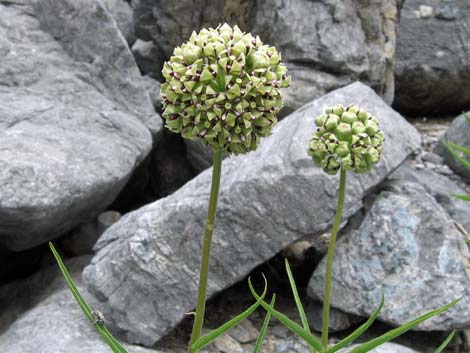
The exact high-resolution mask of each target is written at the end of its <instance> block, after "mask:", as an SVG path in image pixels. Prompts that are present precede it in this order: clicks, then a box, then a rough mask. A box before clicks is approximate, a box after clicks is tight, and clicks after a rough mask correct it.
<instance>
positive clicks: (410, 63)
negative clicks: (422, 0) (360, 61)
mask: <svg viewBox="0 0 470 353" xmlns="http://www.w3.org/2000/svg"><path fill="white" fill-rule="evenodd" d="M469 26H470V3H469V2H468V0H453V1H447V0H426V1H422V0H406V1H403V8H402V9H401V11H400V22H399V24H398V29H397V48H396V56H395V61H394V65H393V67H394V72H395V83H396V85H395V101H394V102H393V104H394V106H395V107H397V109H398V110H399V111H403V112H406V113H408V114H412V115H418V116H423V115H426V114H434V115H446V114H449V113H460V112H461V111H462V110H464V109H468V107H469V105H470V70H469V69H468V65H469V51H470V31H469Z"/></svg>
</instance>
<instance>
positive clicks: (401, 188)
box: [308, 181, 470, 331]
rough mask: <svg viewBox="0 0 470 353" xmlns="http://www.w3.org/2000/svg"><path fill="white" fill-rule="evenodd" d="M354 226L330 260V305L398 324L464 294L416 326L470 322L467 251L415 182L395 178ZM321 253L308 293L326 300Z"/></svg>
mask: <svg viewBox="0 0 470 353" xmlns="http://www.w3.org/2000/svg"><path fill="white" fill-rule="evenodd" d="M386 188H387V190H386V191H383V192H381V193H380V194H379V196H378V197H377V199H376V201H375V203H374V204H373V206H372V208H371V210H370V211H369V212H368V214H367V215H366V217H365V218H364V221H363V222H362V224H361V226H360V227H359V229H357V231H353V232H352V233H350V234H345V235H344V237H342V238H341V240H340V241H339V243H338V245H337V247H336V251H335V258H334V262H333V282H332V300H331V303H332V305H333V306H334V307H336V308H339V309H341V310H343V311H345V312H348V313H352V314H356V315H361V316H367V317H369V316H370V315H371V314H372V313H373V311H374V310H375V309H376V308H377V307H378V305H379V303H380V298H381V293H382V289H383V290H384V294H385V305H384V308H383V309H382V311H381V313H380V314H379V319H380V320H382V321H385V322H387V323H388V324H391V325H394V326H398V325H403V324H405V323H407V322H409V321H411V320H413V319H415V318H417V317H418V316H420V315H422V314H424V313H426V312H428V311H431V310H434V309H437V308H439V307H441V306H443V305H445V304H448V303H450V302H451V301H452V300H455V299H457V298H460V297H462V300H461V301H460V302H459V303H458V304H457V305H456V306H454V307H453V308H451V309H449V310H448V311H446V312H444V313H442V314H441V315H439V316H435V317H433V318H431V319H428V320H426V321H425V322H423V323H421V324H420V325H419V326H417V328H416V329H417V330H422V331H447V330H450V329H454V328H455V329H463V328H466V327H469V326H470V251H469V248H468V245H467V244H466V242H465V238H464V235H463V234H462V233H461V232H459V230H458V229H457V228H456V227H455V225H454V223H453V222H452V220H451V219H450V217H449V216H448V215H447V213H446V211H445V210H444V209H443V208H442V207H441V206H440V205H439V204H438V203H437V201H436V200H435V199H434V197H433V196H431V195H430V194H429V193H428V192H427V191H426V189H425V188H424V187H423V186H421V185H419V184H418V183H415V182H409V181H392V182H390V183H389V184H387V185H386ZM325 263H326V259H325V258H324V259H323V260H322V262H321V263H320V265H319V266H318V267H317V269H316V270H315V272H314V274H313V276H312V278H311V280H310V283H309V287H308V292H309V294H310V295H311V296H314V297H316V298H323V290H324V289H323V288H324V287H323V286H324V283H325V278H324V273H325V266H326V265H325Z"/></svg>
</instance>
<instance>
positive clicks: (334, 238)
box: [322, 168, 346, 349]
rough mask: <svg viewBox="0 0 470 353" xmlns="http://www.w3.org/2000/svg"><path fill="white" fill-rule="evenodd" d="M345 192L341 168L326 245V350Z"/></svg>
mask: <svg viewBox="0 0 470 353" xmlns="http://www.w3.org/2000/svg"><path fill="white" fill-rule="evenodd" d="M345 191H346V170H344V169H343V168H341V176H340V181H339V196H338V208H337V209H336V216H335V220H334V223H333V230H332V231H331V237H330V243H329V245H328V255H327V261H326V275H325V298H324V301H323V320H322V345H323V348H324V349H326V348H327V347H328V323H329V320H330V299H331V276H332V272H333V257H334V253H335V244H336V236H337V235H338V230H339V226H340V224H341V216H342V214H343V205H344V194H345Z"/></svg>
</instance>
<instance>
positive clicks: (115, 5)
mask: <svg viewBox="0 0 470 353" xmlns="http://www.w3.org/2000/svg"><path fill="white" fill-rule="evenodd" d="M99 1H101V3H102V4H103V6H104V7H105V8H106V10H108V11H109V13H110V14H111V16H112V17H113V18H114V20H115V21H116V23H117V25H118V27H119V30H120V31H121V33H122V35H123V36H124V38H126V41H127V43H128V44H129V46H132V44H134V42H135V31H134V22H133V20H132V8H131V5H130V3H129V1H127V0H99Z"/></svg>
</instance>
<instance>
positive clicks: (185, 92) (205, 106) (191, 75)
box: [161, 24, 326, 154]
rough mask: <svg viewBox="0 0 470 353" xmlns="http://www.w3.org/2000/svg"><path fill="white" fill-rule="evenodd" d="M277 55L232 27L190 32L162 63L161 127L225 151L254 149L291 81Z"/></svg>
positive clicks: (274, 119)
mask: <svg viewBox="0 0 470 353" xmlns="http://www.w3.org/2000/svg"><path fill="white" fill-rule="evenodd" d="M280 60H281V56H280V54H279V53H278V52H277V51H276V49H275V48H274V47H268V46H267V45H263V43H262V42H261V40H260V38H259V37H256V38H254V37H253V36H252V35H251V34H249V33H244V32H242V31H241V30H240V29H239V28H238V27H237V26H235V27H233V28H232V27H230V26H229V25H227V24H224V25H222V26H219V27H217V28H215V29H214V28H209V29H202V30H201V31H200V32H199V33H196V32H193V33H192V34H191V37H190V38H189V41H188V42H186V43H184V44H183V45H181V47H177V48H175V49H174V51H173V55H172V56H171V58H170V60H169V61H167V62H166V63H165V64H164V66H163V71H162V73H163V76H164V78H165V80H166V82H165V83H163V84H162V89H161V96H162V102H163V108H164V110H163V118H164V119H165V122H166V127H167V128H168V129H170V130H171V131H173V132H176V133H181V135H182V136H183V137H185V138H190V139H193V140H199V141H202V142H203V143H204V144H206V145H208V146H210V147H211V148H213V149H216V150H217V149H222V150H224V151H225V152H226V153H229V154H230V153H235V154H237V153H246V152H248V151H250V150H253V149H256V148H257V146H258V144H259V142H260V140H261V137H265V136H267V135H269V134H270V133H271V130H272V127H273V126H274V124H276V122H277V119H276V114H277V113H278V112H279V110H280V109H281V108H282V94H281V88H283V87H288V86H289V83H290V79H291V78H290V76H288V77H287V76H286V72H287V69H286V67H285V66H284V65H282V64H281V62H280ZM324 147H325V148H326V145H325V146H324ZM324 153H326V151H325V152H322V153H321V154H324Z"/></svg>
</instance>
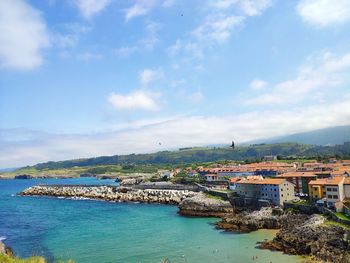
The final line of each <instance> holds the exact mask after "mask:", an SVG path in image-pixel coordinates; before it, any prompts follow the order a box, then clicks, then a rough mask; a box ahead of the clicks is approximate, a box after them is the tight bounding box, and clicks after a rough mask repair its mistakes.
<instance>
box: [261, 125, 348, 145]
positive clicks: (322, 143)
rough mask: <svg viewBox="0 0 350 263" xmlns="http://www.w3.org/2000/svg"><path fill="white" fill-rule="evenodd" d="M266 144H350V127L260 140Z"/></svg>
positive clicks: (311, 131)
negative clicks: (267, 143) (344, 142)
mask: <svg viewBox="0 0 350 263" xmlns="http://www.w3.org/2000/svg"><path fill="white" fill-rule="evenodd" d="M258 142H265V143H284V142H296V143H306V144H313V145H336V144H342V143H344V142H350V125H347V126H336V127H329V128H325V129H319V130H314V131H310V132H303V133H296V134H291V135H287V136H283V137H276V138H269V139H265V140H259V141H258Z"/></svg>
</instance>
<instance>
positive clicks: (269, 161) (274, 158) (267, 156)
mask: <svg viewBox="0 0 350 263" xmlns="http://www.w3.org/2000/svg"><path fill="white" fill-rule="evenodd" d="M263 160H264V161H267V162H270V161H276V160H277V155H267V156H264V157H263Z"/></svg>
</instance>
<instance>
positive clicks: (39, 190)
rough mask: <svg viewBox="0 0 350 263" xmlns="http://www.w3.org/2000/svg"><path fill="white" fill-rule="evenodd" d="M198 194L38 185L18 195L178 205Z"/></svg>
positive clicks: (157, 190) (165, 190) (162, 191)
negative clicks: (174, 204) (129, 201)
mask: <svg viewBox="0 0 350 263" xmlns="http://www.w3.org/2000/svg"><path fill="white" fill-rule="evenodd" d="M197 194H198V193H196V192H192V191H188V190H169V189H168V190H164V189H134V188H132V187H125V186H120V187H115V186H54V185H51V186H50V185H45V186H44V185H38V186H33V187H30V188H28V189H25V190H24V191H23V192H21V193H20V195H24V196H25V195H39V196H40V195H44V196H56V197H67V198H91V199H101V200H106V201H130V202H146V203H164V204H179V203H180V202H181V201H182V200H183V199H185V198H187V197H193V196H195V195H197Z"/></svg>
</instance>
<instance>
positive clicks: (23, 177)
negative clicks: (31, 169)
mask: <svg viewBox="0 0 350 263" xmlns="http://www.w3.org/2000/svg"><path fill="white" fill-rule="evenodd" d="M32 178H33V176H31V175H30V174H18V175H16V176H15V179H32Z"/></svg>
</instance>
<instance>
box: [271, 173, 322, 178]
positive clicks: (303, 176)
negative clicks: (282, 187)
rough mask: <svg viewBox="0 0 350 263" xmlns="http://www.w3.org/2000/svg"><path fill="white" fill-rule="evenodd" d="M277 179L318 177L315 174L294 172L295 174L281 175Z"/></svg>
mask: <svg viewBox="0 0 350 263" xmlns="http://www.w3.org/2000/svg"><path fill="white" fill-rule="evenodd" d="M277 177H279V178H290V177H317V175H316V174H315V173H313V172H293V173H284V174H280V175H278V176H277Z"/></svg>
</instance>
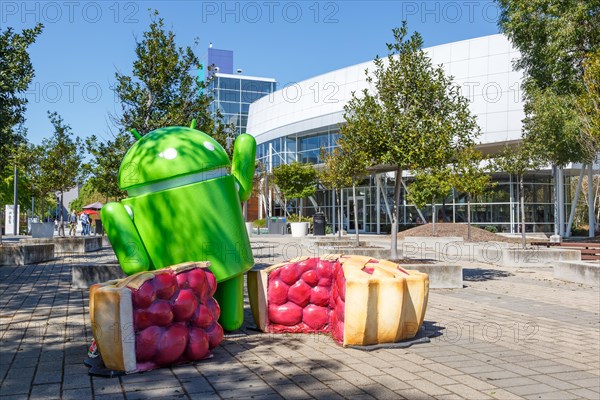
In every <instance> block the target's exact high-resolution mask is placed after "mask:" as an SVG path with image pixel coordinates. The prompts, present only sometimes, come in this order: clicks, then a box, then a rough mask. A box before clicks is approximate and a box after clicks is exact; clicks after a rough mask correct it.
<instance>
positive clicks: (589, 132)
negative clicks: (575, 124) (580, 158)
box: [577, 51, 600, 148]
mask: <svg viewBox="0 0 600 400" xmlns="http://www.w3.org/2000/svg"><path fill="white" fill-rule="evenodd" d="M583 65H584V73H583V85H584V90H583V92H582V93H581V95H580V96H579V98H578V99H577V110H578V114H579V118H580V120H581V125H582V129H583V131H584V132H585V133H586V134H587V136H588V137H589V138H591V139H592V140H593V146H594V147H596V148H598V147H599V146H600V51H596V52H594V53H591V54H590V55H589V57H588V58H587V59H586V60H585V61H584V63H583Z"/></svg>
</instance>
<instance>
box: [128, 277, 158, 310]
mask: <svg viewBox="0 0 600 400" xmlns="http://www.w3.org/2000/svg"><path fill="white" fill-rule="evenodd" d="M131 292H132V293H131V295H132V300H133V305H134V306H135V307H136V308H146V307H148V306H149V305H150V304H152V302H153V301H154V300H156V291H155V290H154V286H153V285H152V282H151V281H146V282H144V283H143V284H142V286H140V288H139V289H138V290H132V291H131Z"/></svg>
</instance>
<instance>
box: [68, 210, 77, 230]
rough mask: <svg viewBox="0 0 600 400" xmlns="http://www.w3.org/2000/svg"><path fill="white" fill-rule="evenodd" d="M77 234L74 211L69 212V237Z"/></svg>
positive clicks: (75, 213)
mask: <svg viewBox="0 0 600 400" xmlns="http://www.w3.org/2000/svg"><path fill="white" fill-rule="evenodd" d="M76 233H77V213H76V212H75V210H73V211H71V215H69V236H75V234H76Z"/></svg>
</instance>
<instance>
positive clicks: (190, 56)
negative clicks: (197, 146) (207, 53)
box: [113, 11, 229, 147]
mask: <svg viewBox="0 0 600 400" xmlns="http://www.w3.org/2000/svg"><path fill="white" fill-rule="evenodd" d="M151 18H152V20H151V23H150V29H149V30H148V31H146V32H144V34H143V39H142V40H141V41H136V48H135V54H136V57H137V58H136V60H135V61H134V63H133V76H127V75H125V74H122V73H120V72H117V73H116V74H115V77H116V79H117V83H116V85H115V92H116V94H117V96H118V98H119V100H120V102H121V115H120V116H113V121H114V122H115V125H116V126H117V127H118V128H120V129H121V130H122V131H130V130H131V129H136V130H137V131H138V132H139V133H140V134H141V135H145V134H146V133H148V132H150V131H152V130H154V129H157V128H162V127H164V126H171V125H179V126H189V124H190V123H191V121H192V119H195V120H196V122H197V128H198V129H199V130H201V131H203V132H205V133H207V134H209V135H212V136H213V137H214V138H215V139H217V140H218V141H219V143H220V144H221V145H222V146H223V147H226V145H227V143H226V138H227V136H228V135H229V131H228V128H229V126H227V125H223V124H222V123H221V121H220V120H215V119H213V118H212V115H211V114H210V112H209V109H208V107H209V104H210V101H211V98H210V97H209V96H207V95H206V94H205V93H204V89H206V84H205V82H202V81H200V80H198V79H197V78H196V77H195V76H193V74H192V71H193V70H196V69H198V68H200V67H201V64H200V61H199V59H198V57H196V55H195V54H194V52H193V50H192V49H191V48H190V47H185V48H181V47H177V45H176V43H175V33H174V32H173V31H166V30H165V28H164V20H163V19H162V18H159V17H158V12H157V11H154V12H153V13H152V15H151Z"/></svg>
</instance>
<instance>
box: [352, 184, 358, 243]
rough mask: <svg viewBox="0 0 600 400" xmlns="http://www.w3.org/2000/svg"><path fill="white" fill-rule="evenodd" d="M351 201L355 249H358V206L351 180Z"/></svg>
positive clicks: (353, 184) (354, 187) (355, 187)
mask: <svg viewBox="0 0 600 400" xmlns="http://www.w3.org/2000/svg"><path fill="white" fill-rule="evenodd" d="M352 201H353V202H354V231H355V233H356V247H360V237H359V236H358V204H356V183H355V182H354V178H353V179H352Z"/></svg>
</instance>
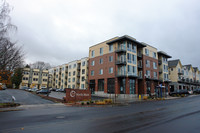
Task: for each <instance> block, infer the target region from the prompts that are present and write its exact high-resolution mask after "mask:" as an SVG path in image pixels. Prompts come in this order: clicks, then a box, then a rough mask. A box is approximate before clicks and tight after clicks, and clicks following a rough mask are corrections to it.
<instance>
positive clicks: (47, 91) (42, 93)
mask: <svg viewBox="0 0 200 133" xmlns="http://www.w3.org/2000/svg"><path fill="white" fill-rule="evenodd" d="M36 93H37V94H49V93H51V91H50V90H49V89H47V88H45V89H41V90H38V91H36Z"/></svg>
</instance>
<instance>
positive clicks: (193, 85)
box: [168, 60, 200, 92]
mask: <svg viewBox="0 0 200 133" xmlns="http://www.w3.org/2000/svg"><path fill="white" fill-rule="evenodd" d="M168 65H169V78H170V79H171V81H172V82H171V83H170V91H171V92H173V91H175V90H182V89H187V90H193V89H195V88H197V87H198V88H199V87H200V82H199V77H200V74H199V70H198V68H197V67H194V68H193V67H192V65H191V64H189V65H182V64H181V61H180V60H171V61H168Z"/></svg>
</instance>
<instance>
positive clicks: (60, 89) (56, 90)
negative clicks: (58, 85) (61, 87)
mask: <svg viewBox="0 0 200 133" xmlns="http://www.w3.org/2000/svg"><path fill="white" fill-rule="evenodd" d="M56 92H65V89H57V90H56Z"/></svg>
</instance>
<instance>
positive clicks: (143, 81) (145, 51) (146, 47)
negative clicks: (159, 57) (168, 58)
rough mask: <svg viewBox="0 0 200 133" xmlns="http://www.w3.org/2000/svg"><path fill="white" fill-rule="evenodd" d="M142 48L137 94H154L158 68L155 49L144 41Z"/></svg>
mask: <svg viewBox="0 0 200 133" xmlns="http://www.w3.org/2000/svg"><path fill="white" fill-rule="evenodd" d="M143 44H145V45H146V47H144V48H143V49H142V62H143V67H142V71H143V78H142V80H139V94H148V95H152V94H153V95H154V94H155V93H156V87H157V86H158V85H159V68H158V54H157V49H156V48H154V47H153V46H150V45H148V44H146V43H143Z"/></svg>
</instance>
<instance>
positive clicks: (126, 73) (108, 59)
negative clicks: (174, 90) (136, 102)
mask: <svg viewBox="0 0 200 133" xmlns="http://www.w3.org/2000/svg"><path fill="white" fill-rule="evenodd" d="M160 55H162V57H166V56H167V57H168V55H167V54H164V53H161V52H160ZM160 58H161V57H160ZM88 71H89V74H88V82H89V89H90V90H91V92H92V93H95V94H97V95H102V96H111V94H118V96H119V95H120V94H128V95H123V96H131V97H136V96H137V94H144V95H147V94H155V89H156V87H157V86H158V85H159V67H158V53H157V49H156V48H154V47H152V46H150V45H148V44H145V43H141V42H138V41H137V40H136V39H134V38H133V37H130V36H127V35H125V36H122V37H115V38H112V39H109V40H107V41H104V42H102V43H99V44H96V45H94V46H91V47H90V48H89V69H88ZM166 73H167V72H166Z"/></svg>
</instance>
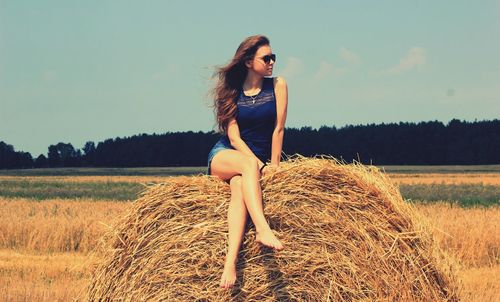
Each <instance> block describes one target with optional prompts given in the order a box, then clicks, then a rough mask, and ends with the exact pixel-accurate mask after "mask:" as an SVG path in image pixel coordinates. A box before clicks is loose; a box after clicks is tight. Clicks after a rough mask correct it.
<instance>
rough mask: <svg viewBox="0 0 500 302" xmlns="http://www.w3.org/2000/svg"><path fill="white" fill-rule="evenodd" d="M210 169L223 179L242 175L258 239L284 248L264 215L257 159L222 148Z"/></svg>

--

= Directions =
Pick out every line of the records that contains the string "negative", treating uppercase and lowercase as different.

= Solution for this problem =
negative clicks: (422, 0) (360, 61)
negative clicks: (267, 143) (344, 142)
negative clicks: (174, 204) (129, 201)
negative clicks: (31, 169)
negative clicks: (282, 187)
negative clicks: (575, 124) (580, 158)
negative clicks: (197, 146) (207, 53)
negative clicks: (58, 85) (61, 87)
negative clicks: (159, 57) (168, 58)
negative clicks: (174, 90) (136, 102)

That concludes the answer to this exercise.